### İstenen
Aşağıdaki öğelerin tümündeki satırları hiçbir değişiklik yapmadan yeniden yazdır. Resimleri çıktıya dahil etme.

********************

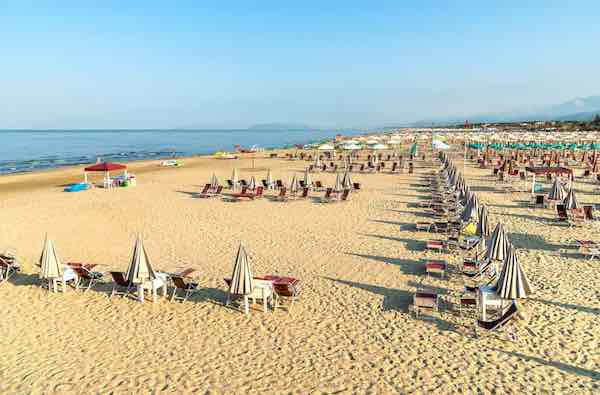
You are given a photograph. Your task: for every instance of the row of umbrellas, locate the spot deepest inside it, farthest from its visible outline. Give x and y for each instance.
(512, 283)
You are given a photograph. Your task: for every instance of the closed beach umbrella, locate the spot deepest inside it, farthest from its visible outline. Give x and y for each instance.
(512, 281)
(140, 270)
(570, 201)
(498, 245)
(241, 279)
(557, 192)
(338, 183)
(49, 261)
(347, 181)
(214, 181)
(234, 178)
(483, 225)
(269, 178)
(293, 184)
(307, 180)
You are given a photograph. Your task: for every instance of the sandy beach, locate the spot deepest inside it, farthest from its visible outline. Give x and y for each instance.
(351, 331)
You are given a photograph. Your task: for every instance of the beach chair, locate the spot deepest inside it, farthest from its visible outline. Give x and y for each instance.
(179, 284)
(425, 301)
(85, 276)
(121, 285)
(438, 267)
(498, 323)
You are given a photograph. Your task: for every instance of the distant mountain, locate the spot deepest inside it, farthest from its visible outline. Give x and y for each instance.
(281, 126)
(578, 109)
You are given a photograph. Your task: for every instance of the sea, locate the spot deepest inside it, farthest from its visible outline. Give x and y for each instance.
(36, 150)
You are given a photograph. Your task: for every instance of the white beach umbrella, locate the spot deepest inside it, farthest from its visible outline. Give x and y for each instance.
(50, 264)
(140, 270)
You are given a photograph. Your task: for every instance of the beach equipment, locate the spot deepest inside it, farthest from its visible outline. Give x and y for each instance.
(498, 245)
(214, 182)
(557, 192)
(570, 201)
(234, 178)
(483, 225)
(512, 282)
(338, 183)
(241, 279)
(51, 267)
(140, 270)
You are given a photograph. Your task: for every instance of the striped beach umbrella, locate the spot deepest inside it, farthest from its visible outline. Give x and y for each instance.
(570, 201)
(483, 225)
(498, 245)
(512, 282)
(557, 192)
(140, 270)
(241, 278)
(49, 261)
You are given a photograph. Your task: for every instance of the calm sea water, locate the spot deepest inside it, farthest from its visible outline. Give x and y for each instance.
(31, 150)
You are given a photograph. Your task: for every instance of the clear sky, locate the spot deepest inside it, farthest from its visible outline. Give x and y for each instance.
(162, 64)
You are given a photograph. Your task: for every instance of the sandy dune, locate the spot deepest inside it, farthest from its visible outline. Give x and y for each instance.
(359, 262)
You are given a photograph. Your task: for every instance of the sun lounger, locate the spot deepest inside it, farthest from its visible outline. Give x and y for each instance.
(179, 284)
(425, 301)
(121, 285)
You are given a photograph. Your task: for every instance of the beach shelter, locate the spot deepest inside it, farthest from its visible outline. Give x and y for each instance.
(483, 225)
(512, 282)
(270, 179)
(234, 178)
(50, 265)
(498, 245)
(307, 179)
(214, 181)
(570, 201)
(241, 279)
(105, 167)
(338, 183)
(557, 192)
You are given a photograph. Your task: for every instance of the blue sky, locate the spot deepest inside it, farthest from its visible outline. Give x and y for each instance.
(328, 63)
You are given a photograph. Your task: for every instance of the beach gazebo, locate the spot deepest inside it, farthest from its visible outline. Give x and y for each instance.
(105, 167)
(51, 267)
(140, 270)
(241, 279)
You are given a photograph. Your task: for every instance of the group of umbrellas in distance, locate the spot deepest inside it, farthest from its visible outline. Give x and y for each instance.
(512, 282)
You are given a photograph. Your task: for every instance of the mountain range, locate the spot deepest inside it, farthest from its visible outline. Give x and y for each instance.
(578, 109)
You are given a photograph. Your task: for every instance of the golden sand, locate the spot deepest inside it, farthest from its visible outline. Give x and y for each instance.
(359, 262)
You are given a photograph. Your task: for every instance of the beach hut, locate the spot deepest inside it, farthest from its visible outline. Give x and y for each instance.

********************

### Cevap
You are given a photograph. Your task: for every instance of the row of umbrellas, locate the spot deepest inside it, farthest from its visible outline. Give x and y for each instance.
(512, 283)
You are given a photograph. Your task: for every instance of the closed beach umbrella, locate the spot deepest inside it, farthest from its visible outline. Give x and y for each instance.
(512, 281)
(140, 270)
(570, 201)
(498, 245)
(241, 279)
(557, 192)
(338, 183)
(49, 261)
(347, 181)
(214, 181)
(234, 178)
(483, 225)
(269, 178)
(293, 184)
(307, 180)
You are given a photograph. Your task: for every instance of the sandy beach, locate the spot deepest inside it, farthest from its visible outline. Give x and y for each instance.
(351, 331)
You are given a photograph. Your task: for every instance of the beach chair, locate the spot deepest inside it, farthest from its visible outline. Give x and y for each instance.
(179, 284)
(425, 301)
(85, 276)
(121, 285)
(438, 267)
(498, 323)
You are given a photograph. Your task: for every instance of the distant mountain, locate the spot deepest inside it, farthest from its visible outline. Give x and y for each instance.
(281, 126)
(578, 109)
You are given a photograph. Your task: for every instance of the sea, locate the spot deepest inside it, farthest from its visible outline. Give x and y for each instance.
(36, 150)
You are given a photograph. Your task: for every instance of the white beach umbrella, locate the spot deepest inside it, farthest from its visible outline. Give x and y for each instance.
(50, 264)
(140, 270)
You are given a photograph. Your task: for every instance of the beach equipment, locate the spot deepest inside it, farthest from its visible outline. Give x and y for each instance.
(498, 245)
(214, 182)
(557, 192)
(570, 201)
(234, 178)
(483, 225)
(512, 282)
(338, 183)
(241, 279)
(51, 267)
(140, 270)
You are given a photograph. Your task: for every instance of the striped beach umbrella, locate the spot deepest inside it, farthest from its visible outline. Give x and y for each instance.
(570, 201)
(483, 225)
(498, 245)
(512, 282)
(557, 192)
(140, 270)
(241, 278)
(49, 261)
You are given a photograph. Your task: for every instance of the calm sea water, locate the spot deepest inside it, farthest from its visible outline. Give x and y for each instance.
(31, 150)
You are given a photograph. Your task: for every instance of the clear sky, locate the spot deepest inside it, farthest from its visible outline. Give x and y for each instance.
(162, 64)
You are given a photograph. Your task: for every instance of the sandy dune, locate the spot deepest inside it, farthest from its visible outline. Give x and y for each instance.
(359, 262)
You are given a photograph. Your task: for every instance of the sun lounger, locate the spot deepest inside it, farthest from its visible outline. Give x and y for each instance.
(179, 284)
(425, 301)
(121, 285)
You are given a photograph. Your task: for every instance of the beach shelter, locate the spot deepest inside it, farthest from its visible outline. Give x and y for each instance.
(483, 225)
(512, 282)
(270, 179)
(234, 178)
(50, 265)
(498, 245)
(307, 179)
(214, 181)
(570, 201)
(241, 279)
(105, 167)
(338, 183)
(557, 192)
You are given a photograph. Your task: for every instance of the blue sky, locate the spot deepest inside it, farthest from its visible outline. Give x and y for each instance.
(328, 63)
You are given a photograph. Your task: for every instance of the beach gazebo, locate the spot deepest inside it, farthest from its visible outline. Give x and y for each instance.
(105, 167)
(51, 267)
(140, 270)
(241, 279)
You are given a photograph. Your task: for every instance of the group of umbrellas in distance, locate the spot deepest inside it, farthest from its visible outline. Give x and y for each instance.
(512, 282)
You are given a photograph. Your task: for every instance of the mountain range, locate the spot deepest inside it, farthest from its visible outline. Give x and y for each instance.
(578, 109)
You are given a photograph. Your task: for every instance of the golden sand, locate the spot deepest inside it, farthest from its visible outline. Give x and y for each instance.
(359, 262)
You are given a photograph. Your task: for every instance of the beach hut, locate the spot deepest inside it, farthest from its visible outline. Give x and y for each instance.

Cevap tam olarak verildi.